Task details: How many lines in the listing below contain the string "instance", counting only matches with the same case? Reply with the number alone.

** begin Raw data **

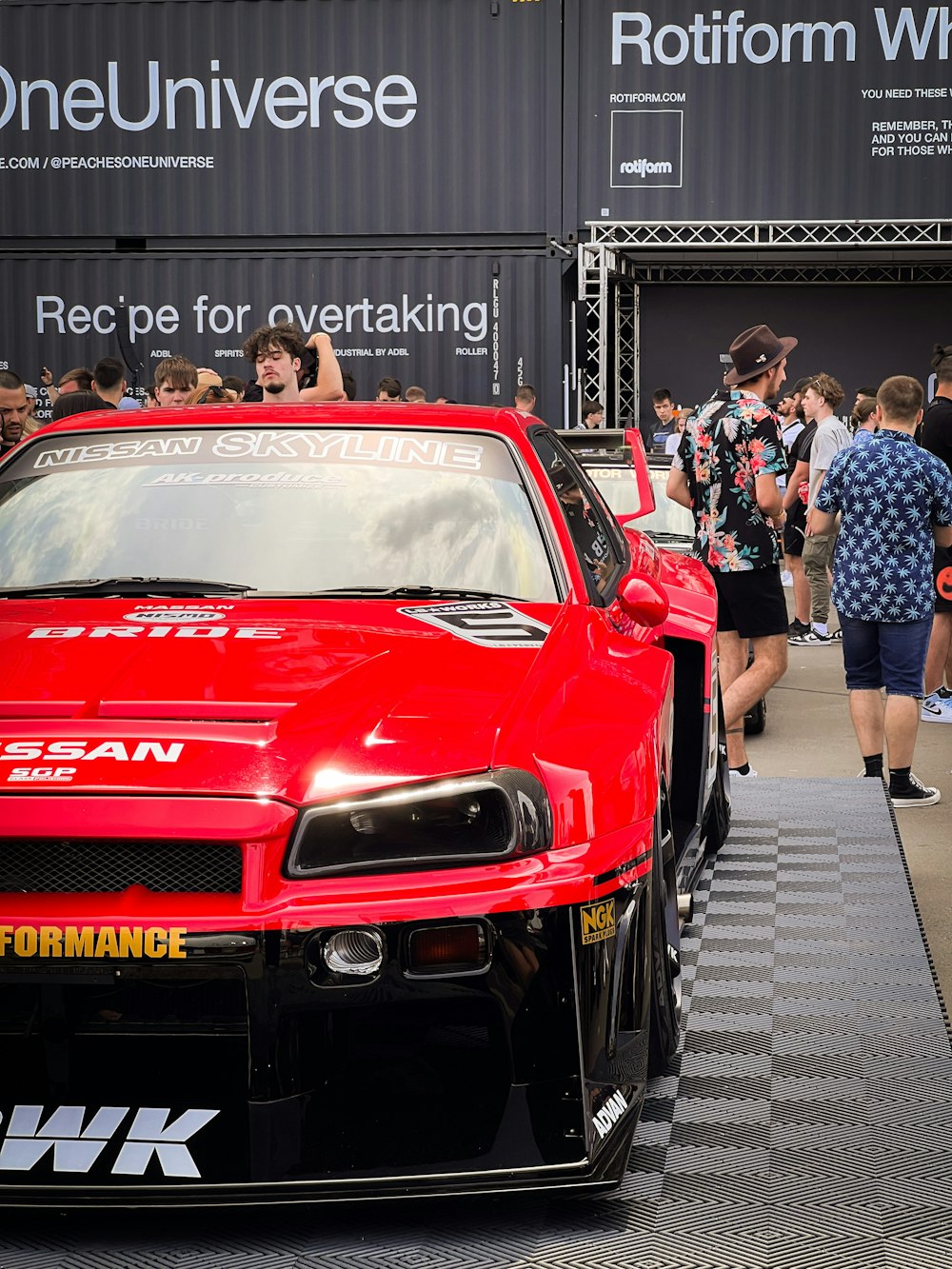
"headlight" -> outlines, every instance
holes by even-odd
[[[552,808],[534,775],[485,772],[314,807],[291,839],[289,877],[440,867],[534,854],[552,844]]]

** end Raw data **
** begin Raw data **

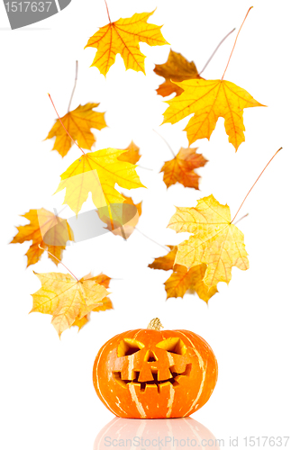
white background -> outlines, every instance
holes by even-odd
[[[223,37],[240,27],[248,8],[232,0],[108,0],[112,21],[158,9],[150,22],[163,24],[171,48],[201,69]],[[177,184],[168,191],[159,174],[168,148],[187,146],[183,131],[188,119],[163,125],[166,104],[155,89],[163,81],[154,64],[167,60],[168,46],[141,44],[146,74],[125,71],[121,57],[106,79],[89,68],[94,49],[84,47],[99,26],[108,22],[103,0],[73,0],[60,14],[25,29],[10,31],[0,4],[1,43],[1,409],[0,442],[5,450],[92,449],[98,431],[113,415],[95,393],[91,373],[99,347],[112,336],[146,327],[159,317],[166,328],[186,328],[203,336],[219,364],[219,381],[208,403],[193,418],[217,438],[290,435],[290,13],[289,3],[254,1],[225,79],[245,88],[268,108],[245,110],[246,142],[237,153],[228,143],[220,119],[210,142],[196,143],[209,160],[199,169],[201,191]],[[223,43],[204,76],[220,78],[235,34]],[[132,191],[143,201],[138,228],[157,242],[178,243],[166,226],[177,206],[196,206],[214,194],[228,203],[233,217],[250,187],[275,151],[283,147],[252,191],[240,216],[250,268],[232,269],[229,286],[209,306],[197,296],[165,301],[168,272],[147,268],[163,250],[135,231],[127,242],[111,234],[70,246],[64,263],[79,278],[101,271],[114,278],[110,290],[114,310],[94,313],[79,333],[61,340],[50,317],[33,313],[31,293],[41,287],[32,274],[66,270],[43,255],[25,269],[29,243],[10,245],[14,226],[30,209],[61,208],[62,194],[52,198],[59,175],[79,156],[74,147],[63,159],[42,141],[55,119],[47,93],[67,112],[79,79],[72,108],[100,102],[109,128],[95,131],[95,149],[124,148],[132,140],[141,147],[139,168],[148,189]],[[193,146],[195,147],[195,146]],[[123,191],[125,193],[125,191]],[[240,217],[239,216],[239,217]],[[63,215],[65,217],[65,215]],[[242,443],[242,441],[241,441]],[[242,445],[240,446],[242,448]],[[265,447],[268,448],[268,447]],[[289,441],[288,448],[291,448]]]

** end Raw data **
** begin Raw data **

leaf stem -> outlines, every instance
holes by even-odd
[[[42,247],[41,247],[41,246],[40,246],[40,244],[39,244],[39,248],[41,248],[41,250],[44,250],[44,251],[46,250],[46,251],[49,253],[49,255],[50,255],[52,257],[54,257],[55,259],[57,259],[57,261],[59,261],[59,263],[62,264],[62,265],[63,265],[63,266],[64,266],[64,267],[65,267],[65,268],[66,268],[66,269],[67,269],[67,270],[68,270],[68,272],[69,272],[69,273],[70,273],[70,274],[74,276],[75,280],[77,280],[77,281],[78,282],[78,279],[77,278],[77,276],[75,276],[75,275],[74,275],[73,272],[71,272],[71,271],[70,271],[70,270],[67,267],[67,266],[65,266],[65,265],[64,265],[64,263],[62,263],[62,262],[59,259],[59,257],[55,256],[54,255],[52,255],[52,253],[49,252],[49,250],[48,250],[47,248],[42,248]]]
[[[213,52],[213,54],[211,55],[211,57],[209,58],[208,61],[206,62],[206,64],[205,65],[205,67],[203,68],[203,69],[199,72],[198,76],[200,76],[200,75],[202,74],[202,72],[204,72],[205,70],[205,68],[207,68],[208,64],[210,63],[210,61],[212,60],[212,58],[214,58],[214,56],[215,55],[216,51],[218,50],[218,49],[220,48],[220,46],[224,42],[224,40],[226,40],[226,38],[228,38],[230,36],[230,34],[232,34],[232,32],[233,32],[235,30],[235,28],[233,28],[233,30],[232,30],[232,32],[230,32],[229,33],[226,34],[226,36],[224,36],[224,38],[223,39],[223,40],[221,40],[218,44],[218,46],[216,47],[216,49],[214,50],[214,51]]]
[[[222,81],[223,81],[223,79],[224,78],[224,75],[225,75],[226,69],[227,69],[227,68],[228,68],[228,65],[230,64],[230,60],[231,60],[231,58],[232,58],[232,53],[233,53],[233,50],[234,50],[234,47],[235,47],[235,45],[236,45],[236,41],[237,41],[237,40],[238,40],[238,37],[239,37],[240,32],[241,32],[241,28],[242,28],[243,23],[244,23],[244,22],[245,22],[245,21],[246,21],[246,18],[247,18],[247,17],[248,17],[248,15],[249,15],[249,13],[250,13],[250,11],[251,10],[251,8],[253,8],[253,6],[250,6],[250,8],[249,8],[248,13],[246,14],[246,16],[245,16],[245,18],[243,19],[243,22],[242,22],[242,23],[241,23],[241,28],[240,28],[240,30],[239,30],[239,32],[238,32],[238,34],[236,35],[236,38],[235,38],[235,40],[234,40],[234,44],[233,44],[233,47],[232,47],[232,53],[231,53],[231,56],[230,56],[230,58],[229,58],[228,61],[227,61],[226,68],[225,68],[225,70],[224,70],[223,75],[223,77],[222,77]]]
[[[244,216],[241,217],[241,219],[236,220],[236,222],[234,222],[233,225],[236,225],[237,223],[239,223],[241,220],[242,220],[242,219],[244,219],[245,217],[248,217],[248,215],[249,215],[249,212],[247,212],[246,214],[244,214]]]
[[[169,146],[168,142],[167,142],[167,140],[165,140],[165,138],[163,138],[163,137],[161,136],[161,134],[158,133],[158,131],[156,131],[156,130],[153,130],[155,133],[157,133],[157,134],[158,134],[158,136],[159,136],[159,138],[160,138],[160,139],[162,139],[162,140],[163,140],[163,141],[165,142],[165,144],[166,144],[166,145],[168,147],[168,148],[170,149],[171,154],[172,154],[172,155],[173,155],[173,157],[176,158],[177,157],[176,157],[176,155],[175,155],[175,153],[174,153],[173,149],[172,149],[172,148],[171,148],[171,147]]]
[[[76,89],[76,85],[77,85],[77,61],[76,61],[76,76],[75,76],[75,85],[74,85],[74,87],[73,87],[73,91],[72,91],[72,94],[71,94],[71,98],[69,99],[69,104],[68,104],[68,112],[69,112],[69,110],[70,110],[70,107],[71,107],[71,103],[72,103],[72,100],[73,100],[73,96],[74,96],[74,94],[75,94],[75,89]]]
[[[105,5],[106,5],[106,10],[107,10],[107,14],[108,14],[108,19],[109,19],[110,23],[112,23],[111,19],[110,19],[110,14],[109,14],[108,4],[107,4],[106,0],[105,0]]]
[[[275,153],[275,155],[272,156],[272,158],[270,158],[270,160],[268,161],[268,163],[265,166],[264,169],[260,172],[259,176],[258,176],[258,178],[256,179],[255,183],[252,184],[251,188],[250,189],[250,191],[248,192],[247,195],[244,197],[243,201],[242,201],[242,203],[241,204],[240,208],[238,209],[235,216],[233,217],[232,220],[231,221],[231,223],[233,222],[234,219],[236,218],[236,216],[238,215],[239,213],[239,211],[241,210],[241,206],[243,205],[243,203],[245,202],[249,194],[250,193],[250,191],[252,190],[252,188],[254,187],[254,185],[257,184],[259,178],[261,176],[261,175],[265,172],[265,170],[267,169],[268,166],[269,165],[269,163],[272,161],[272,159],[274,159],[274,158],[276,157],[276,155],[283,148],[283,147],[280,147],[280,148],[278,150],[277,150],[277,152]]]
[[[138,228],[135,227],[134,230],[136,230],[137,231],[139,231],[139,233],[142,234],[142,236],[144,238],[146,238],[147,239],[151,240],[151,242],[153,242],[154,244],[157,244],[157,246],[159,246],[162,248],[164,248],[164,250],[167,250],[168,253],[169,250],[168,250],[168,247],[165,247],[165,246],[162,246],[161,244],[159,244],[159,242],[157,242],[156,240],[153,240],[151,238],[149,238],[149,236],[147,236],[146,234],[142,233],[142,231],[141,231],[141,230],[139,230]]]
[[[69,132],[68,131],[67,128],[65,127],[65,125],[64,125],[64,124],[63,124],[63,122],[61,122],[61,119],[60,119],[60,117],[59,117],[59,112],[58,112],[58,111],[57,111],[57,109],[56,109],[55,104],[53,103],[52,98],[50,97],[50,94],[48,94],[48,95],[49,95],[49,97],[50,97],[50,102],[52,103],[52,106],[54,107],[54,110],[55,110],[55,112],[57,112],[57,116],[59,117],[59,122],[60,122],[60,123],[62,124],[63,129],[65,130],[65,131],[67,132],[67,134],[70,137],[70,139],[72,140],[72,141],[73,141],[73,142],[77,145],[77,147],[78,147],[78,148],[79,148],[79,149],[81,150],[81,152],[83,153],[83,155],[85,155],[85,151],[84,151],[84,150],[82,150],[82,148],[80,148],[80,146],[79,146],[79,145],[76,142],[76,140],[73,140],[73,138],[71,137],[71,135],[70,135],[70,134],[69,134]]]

** end Raw data **

Output of the exercise: 3